(Supplied information)

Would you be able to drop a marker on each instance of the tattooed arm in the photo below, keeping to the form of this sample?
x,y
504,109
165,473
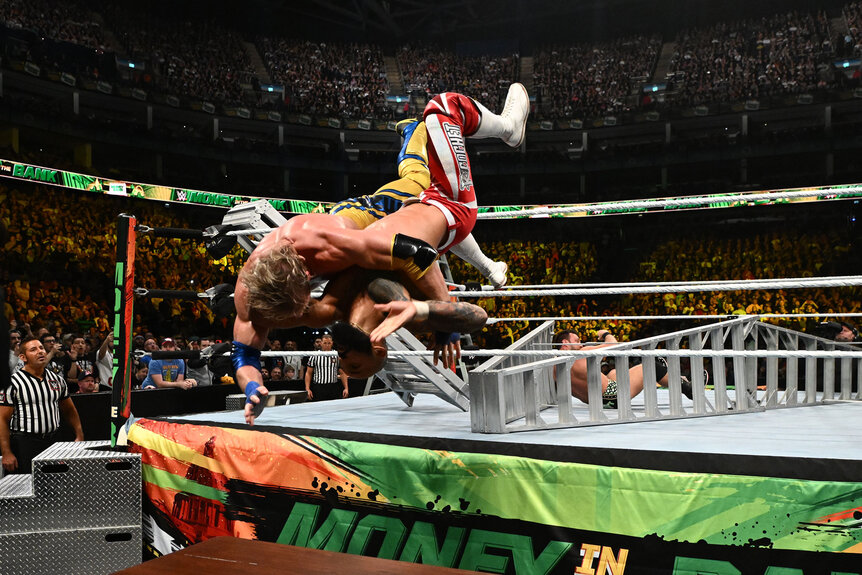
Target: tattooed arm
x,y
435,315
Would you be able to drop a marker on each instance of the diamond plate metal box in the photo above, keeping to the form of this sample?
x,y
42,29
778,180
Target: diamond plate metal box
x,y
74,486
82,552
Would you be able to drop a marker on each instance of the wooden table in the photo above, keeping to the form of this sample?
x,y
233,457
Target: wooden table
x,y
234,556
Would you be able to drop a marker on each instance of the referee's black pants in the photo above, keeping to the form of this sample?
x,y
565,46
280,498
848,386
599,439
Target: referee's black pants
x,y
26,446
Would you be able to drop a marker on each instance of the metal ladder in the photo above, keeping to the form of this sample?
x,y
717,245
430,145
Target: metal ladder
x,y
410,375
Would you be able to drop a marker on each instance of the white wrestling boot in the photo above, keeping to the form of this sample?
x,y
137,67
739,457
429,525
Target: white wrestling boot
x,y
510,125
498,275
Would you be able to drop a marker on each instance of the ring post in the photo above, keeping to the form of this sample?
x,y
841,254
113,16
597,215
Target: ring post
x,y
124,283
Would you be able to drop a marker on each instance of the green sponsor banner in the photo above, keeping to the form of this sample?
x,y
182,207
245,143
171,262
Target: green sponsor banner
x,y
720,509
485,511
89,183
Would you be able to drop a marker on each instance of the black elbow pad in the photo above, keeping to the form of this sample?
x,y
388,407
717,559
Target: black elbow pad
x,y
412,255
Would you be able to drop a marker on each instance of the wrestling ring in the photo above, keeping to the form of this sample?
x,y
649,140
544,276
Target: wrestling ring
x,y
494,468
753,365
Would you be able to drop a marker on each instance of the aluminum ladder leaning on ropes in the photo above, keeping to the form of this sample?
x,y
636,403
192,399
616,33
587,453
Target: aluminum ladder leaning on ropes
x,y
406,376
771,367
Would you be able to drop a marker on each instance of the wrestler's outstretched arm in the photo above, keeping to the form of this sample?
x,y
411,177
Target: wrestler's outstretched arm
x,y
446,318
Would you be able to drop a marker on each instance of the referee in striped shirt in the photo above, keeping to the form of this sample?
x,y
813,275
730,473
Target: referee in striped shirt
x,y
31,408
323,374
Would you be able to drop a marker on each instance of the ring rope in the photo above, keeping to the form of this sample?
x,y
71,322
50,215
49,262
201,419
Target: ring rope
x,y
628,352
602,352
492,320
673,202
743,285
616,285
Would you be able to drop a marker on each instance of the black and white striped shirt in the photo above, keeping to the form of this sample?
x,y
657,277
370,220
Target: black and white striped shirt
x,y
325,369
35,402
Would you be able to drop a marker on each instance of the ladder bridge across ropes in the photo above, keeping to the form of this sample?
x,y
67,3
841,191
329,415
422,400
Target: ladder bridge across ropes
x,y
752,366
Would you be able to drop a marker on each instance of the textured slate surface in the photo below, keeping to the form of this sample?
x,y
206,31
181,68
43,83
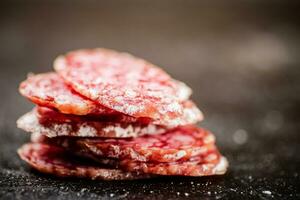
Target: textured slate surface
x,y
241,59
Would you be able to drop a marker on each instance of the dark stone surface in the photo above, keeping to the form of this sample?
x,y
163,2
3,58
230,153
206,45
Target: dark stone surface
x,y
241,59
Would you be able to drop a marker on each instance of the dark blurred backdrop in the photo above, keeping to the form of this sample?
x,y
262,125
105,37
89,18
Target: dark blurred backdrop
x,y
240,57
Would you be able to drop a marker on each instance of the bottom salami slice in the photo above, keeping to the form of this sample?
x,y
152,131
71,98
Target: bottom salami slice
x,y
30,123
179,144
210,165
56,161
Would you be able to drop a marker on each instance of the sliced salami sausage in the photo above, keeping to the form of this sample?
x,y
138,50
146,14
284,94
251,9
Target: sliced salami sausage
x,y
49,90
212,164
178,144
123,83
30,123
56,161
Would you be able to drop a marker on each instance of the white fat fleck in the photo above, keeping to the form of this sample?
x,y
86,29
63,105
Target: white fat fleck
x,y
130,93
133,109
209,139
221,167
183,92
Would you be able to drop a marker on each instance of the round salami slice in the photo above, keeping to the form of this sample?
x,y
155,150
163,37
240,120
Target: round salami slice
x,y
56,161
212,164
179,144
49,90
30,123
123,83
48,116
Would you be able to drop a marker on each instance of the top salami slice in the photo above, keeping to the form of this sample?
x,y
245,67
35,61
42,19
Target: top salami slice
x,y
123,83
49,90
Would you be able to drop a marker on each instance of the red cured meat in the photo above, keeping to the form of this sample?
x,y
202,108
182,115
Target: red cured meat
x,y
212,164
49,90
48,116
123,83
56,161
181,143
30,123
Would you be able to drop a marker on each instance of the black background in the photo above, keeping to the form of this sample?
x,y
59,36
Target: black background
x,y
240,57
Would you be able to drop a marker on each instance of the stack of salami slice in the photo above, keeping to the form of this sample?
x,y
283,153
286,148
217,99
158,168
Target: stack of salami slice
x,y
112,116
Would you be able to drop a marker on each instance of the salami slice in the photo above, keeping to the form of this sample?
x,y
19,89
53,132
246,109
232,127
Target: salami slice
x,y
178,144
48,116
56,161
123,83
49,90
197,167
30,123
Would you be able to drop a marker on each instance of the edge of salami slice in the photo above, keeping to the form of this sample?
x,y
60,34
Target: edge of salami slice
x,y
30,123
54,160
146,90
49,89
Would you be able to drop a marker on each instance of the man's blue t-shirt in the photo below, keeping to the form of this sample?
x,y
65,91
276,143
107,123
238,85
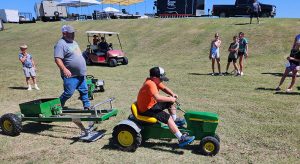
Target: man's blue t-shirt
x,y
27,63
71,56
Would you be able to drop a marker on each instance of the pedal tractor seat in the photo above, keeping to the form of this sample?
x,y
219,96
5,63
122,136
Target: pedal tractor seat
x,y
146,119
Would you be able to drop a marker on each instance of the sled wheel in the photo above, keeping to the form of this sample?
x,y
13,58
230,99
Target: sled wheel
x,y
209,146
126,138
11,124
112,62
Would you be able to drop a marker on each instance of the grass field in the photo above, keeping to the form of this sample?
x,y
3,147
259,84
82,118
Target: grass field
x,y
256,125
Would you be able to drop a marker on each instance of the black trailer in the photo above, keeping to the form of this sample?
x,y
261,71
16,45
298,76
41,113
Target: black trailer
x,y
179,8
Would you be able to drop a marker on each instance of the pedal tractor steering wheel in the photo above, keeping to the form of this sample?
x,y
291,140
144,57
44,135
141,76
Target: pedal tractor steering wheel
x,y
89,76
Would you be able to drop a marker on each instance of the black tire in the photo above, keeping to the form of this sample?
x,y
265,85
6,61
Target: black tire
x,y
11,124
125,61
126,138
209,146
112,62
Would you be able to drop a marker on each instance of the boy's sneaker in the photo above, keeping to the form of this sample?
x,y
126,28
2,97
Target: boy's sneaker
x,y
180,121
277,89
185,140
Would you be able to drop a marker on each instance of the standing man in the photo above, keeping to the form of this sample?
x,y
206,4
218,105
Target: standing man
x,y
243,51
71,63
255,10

(End Supplied information)
(Supplied information)

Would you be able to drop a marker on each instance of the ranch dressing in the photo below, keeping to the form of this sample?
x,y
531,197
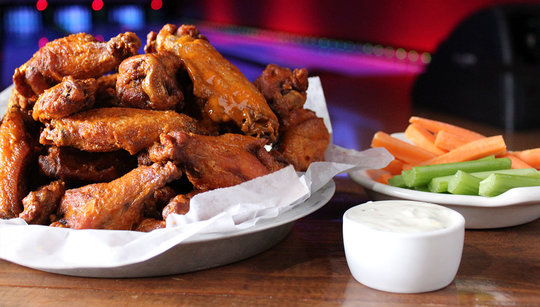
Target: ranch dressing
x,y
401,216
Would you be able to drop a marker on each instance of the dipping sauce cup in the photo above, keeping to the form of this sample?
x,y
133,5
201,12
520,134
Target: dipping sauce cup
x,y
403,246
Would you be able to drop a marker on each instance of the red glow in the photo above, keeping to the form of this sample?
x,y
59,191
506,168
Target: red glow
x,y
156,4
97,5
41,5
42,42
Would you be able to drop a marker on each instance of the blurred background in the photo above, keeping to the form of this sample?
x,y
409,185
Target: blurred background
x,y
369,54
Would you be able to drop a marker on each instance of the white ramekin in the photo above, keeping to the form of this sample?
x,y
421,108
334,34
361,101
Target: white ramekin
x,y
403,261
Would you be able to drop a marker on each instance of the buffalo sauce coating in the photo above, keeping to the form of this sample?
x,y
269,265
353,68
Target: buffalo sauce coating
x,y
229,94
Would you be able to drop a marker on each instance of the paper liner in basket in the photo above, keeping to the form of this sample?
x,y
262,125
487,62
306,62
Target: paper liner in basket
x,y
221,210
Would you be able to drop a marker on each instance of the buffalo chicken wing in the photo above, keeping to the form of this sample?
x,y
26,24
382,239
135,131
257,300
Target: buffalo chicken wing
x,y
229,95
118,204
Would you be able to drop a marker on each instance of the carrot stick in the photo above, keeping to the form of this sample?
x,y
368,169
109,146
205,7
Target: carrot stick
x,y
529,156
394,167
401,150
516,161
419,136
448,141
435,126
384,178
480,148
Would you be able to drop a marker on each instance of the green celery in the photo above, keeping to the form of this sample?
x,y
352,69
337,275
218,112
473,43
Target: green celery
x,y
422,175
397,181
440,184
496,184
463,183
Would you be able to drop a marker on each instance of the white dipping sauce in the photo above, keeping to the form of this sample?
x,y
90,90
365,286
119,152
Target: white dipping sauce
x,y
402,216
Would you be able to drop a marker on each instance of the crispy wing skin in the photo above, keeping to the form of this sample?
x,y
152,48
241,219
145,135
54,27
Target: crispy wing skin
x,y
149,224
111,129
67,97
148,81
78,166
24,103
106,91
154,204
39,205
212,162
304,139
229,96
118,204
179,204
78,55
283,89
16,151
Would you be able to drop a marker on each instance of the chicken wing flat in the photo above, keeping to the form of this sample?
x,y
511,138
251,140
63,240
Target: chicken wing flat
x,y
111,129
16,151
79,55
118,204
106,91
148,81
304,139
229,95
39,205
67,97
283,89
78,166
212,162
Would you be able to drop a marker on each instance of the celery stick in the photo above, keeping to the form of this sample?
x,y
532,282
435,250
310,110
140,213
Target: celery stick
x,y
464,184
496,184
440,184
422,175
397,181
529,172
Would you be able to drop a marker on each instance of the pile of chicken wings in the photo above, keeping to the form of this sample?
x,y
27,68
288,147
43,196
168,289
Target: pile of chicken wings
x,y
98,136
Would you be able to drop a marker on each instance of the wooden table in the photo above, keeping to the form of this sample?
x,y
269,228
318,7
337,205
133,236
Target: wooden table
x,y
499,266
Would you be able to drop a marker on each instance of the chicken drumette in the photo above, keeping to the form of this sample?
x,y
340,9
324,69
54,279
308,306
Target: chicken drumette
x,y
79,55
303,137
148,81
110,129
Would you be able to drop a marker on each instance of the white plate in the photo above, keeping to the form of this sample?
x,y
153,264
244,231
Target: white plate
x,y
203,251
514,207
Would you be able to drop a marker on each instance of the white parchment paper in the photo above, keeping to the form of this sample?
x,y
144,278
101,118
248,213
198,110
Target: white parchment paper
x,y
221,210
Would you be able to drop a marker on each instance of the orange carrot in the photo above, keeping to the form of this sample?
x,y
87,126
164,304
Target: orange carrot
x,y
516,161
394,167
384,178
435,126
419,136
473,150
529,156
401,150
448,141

(End Supplied information)
(Supplied information)

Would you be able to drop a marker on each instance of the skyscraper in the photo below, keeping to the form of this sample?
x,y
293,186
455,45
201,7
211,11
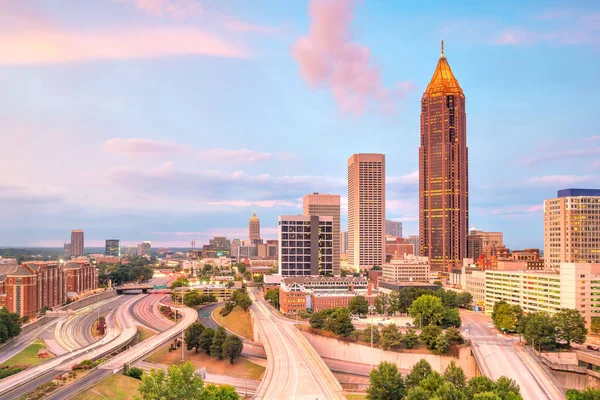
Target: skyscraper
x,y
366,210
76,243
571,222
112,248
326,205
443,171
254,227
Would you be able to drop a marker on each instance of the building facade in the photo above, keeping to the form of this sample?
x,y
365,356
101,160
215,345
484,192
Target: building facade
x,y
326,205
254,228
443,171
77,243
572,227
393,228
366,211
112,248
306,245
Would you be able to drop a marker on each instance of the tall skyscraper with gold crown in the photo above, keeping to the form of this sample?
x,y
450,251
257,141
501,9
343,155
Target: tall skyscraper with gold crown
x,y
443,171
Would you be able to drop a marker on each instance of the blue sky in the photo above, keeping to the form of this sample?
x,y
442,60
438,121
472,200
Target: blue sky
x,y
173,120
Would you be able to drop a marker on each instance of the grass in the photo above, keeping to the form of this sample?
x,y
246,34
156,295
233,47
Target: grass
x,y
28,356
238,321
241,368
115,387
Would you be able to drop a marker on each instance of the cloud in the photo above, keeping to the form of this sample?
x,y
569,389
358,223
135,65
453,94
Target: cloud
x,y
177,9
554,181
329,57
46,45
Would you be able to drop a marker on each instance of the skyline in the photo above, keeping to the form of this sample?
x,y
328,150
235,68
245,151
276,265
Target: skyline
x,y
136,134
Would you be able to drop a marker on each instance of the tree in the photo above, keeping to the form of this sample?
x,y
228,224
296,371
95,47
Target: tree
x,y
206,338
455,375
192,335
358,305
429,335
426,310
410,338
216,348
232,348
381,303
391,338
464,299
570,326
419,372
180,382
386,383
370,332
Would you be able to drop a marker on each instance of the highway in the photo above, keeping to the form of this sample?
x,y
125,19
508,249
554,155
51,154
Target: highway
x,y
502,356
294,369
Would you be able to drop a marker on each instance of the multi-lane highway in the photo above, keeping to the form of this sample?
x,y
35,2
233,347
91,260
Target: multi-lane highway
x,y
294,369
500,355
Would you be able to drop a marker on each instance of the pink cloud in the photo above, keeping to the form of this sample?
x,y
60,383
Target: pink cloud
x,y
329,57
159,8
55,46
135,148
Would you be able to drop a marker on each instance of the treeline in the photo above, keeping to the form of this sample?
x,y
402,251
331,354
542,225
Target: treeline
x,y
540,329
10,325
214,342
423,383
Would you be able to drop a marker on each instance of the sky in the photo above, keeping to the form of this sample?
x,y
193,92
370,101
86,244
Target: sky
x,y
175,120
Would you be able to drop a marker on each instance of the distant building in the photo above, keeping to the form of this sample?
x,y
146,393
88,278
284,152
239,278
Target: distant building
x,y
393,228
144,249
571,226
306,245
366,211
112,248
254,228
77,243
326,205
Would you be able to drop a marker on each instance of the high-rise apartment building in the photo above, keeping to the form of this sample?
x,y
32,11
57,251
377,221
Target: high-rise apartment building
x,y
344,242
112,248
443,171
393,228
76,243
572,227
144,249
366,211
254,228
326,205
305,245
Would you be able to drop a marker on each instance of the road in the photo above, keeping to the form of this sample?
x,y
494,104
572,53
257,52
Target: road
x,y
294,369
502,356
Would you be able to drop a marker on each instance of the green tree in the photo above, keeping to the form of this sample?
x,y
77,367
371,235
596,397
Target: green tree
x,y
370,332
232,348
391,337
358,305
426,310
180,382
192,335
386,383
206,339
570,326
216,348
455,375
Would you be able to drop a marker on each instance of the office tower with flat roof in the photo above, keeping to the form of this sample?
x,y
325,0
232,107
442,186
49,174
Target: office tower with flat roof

(End Supplied information)

Goal of the exercise -
Go to the line in the material above that contains "Target: high-rise apartment building" and copy exactly from there through the line that contains "Target: office tower with flat roof", stopping after it.

Solution for this task -
Target: high-rise apartment building
x,y
344,242
112,248
443,171
393,228
76,243
572,227
144,249
366,211
254,228
326,205
305,245
Would you be able to drop a marker on each instance of the road in the photo above, keeping to the form of this sample?
x,y
494,104
572,53
257,52
Target: road
x,y
294,369
502,356
Would you be able to drop a marker on each instance of the green tree in the photo above, keeping to the form of this sample?
x,y
77,367
371,235
596,397
Target: green tree
x,y
370,332
232,348
391,337
358,305
426,310
180,382
192,335
386,383
206,339
570,326
216,348
455,375
Would you be able to drop a marker on each instance of the office tower with flat roof in the photo above, keeping to the form of this sample?
x,y
325,0
232,107
442,186
49,174
Target: office tower with flat roof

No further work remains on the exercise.